[Saved entries]
-- -- --

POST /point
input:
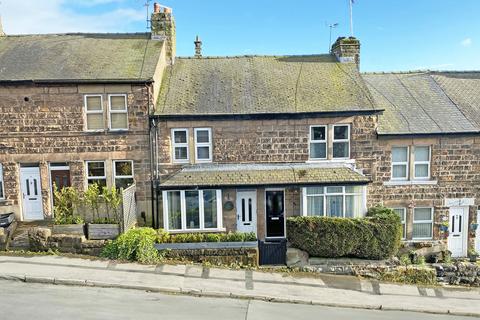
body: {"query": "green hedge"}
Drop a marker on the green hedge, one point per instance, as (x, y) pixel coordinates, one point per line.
(165, 237)
(376, 236)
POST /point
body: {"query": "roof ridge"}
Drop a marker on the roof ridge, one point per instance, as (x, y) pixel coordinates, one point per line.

-- -- --

### Problem to solve
Images do not belong in the copy; reproduce all other parts of the records above verbatim.

### Answer to this exercise
POST /point
input:
body: {"query": "green hedge"}
Drop a marker on the green hedge, one point per instance, as (x, y) pixel coordinates, one point per line.
(165, 237)
(376, 236)
POST /point
body: {"query": "roof ridge"}
Drop a marker on the roof ridge, one point per instance, as (x, y) pixel coordinates, one point per line.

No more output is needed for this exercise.